■ Your goal:
State how many lines of the listing below contain the string "shower", treating case as significant. Give only the number.

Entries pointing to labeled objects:
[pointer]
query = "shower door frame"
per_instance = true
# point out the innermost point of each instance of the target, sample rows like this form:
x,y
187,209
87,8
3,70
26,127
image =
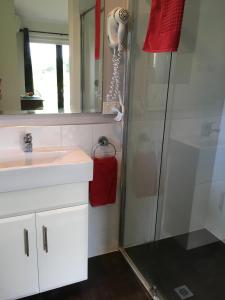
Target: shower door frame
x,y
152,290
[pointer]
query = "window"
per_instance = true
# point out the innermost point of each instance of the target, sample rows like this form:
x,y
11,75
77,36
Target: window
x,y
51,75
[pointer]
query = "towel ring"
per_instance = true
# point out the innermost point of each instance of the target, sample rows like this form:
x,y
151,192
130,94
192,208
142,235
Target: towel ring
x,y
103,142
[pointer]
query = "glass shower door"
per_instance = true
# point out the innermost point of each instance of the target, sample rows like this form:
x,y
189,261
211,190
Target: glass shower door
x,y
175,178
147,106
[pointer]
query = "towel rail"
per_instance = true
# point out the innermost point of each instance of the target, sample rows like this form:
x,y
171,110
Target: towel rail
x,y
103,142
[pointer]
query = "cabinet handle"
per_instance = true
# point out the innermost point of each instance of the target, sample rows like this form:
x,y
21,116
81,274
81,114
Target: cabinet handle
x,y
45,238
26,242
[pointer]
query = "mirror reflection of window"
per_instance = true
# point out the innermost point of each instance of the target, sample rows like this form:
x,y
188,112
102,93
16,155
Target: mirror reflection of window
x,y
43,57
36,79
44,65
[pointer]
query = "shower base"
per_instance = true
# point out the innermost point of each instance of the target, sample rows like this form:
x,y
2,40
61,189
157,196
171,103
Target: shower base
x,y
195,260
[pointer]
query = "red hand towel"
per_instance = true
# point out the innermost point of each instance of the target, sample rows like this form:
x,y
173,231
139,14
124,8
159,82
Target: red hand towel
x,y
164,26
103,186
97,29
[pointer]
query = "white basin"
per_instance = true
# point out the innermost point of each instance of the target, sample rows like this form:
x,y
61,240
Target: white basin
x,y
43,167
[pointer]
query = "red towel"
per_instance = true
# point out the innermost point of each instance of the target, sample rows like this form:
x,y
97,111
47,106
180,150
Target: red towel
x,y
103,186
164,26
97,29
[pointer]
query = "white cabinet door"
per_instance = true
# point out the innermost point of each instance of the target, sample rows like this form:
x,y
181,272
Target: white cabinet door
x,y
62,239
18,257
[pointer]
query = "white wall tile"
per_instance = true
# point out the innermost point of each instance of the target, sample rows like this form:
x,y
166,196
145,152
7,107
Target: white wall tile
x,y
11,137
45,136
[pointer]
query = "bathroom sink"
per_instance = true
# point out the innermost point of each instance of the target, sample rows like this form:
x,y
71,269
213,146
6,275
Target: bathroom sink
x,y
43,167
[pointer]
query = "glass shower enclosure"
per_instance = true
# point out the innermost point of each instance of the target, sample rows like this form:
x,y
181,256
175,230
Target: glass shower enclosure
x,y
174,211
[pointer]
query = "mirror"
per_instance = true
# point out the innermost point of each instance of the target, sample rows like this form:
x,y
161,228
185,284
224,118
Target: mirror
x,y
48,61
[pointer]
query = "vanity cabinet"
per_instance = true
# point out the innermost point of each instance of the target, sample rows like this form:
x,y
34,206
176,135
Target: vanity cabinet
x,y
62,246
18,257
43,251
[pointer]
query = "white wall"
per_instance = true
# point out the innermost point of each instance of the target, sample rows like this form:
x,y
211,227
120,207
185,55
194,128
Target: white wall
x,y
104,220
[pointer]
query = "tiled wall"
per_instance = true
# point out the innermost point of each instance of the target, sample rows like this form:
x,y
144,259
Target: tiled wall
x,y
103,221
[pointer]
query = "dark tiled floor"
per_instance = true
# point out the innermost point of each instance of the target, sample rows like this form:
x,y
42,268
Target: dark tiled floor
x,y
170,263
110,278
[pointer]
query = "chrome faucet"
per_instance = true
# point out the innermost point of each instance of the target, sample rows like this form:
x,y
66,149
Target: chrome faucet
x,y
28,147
---
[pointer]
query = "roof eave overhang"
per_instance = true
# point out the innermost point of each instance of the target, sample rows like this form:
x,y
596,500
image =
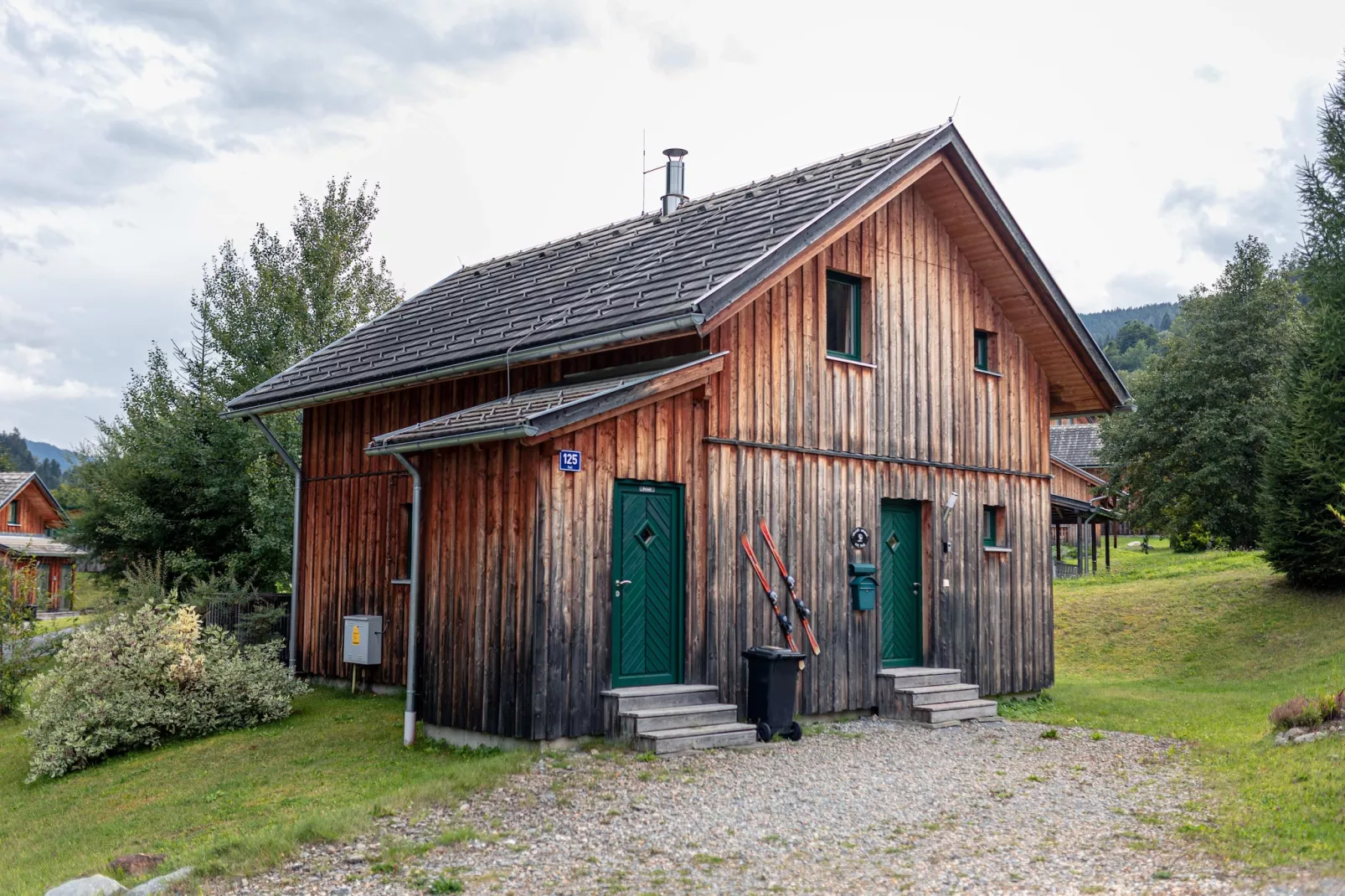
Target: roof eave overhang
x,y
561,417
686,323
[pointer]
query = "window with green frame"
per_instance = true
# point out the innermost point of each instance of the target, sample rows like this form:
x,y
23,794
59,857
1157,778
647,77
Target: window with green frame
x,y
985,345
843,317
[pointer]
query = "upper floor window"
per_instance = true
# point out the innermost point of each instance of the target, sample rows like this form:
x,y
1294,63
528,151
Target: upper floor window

■ Worked answer:
8